_What to work on_
Would you please set down the entries below exactly as shown?

BEGIN Records provided

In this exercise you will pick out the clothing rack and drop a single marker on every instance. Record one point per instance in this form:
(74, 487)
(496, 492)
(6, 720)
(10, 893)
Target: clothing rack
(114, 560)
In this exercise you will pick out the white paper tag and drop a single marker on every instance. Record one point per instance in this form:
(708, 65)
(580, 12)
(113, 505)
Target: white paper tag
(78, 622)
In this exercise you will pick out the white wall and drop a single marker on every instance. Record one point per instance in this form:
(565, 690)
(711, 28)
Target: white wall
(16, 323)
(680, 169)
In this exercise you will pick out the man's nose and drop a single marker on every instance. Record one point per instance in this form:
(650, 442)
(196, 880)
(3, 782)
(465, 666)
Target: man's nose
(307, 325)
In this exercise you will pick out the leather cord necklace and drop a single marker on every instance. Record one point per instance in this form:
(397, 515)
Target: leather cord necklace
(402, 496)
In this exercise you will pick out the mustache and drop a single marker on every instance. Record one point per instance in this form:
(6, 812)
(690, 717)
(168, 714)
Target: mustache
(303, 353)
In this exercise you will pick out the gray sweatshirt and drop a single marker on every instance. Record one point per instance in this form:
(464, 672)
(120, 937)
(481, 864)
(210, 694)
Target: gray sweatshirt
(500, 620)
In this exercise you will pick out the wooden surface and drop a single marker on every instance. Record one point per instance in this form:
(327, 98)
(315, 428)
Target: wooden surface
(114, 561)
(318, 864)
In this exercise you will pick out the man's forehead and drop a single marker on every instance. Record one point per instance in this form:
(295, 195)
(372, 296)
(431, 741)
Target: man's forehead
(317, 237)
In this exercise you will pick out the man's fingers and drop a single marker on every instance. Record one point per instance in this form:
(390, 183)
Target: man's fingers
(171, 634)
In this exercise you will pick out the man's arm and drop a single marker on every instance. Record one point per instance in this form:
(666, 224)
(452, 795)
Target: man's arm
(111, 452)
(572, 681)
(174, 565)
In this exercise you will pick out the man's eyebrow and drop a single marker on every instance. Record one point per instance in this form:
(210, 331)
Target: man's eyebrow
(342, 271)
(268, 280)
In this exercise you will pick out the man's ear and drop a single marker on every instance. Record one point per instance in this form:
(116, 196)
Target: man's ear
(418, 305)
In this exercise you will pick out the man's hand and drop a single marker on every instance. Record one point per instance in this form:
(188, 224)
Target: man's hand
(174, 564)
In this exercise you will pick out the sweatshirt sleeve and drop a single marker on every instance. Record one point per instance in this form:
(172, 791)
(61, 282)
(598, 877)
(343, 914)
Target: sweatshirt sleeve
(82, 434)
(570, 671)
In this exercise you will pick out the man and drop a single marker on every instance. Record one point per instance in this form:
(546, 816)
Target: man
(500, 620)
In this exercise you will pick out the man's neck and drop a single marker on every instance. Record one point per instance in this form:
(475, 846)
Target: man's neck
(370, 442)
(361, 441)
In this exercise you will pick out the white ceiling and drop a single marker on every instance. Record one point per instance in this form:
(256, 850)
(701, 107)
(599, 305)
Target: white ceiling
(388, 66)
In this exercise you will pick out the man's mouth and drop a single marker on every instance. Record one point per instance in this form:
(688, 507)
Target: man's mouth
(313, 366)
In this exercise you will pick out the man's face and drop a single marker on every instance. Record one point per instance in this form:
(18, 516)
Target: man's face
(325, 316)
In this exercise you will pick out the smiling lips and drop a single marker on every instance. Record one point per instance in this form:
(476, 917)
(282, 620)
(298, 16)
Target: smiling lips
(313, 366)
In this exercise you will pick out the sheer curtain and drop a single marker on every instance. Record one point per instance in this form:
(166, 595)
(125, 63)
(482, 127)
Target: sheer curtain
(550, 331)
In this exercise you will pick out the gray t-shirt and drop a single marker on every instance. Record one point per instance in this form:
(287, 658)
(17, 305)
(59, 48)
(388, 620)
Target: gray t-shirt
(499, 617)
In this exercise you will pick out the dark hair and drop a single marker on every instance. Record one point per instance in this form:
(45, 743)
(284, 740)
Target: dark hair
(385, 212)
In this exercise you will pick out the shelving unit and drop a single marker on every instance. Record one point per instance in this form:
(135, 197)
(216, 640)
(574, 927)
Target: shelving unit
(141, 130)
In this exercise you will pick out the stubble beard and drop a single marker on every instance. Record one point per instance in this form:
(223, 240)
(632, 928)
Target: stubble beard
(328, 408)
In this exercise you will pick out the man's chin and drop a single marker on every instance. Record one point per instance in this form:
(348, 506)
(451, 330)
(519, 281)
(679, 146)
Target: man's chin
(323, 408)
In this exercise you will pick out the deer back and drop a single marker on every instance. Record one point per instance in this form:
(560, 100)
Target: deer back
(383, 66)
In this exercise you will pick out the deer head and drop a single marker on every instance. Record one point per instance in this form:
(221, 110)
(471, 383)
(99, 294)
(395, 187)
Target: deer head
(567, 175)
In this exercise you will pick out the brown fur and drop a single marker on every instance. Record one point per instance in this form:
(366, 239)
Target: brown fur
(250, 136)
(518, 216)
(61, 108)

END Records provided

_Task output_
In this exercise you will pick out the clothing rack and drop a single marker on every instance. Record one point per instance in this form:
(74, 487)
(496, 492)
(6, 720)
(10, 893)
Target: clothing rack
(114, 560)
In this exercise you will pick out the white paper tag and drop a single marker on every instance. Record one point per instance in this form:
(708, 65)
(580, 12)
(113, 505)
Target: white paper tag
(78, 622)
In this exercise you will pick out the white wall and drop a single marker on every instance. Record one point per instance in this form:
(565, 690)
(711, 28)
Target: white wall
(16, 323)
(680, 169)
In this exercise you will pick out the man's nose and drop a single marker on every instance. Record one point per instance in this form:
(650, 442)
(196, 880)
(3, 782)
(465, 666)
Target: man's nose
(307, 325)
In this exercise you will pick out the leather cord necklace and drop a single marker on every instance. Record one point per instance in this form:
(397, 515)
Target: leather cord necklace
(402, 496)
In this exercise you will pick out the mustache and drop a single marker on every instance. Record one point per instance in this form:
(6, 812)
(690, 717)
(168, 714)
Target: mustache
(303, 353)
In this exercise you will pick out the gray sweatshirt and drop a single marker on every instance. Record one point per instance in this form:
(464, 672)
(120, 937)
(481, 864)
(210, 694)
Target: gray sweatshirt
(500, 620)
In this exercise you will pick out the wooden surface and drop a single marker on every instance. Record one point per instance in this form:
(327, 98)
(315, 428)
Target: wooden surface
(114, 561)
(318, 864)
In this exercise you will pick out the man's forehead and drop a single marker on every instance. Record one point per instance in this form:
(295, 195)
(372, 296)
(431, 741)
Target: man's forehead
(317, 237)
In this exercise you will pick out the man's fingers and drop a single marker on every instance. Record one point per instance in this form:
(390, 183)
Target: man's fingers
(171, 634)
In this exercise you will pick out the man's arm and drop a single marker on every instance. Record one point per instance in this form:
(666, 224)
(452, 795)
Target: man's arm
(111, 452)
(572, 681)
(174, 565)
In this exercise you will pick out the man's eyebrow and drop a single marker on every instance. Record one point per instance in this form:
(210, 331)
Target: man's eyebrow
(342, 271)
(268, 280)
In this exercise you will pick out the man's ear and drop a single marker on every instance. Record one point per instance in this form:
(116, 196)
Target: man's ear
(418, 305)
In this exercise you will pick out the man's hand and drop a single marker on every instance. Record one point per instance in this form:
(188, 224)
Target: man's hand
(174, 564)
In this exercise you will pick out the sweatshirt sleeve and drop a single marker on every instance. Record one point per instance in this form:
(172, 791)
(61, 282)
(598, 877)
(343, 914)
Target: sweatshirt sleeve
(82, 434)
(570, 671)
In this exercise you will pick out the man and drop a single marker on every instance. Record one point per instance in this form:
(546, 816)
Target: man
(500, 620)
In this exercise you will pick out the man's neck and drop a single marker on every instance. Record one point per instance in this form:
(475, 846)
Target: man's neck
(370, 442)
(361, 441)
In this exercise you will pick out the white ceiling and drop a single marker on every instance. Record one point per instance in this form:
(256, 850)
(701, 107)
(599, 305)
Target: white ceiling
(388, 66)
In this exercise you will pick out the man's mouth and drop a single marker on every instance. Record one point per instance in this form:
(688, 507)
Target: man's mouth
(313, 366)
In this exercise you will pick out the man's face and drop a single marker on every instance. Record one point per instance in this form:
(18, 516)
Target: man's face
(325, 316)
In this exercise you will pick out the smiling lips and drop a single marker on every instance. Record one point per instance in this form:
(476, 917)
(282, 620)
(298, 16)
Target: smiling lips
(313, 366)
In this exercise you will pick out the sheer curtain and drop a single marker on every instance. Record one point per instance in this form:
(166, 595)
(125, 63)
(482, 127)
Target: sheer curtain
(550, 331)
In this exercise you will pick out the gray t-shirt and drop a single marker on every instance. Record one point per instance in this form:
(287, 658)
(17, 305)
(59, 48)
(388, 620)
Target: gray t-shirt
(499, 617)
In this exercise you will pick out the dark hair and drop a single marker on every instance. Record one point per instance in this form:
(45, 743)
(284, 740)
Target: dark hair
(385, 212)
In this exercise you will pick out the shelving unit and drop a single marker on every instance. Record one point per instance in this form:
(135, 197)
(216, 640)
(574, 927)
Target: shelving unit
(141, 130)
In this exercise you will pick out the stubble beard and drop a single marker on every instance. Record one point per instance in this form:
(223, 240)
(632, 928)
Target: stubble beard
(328, 408)
In this exercise you will pick out the man's chin and drop a single marker on every instance. Record one point per instance in this form:
(348, 506)
(451, 330)
(519, 281)
(679, 146)
Target: man's chin
(323, 408)
In this exercise you will pick out the deer back and drop a single marker on every instance. Record one point per instance in this form:
(560, 100)
Target: deer back
(383, 66)
In this exercise you will pick out the deer head and drop a single marker on every instance. Record one point per instance in this form:
(221, 110)
(471, 383)
(99, 294)
(395, 187)
Target: deer head
(567, 175)
In this exercise you will pick out the brown fur and drop a single marker on every instance. Record one point per instance in this form:
(366, 239)
Target: brown fur
(250, 136)
(518, 216)
(61, 108)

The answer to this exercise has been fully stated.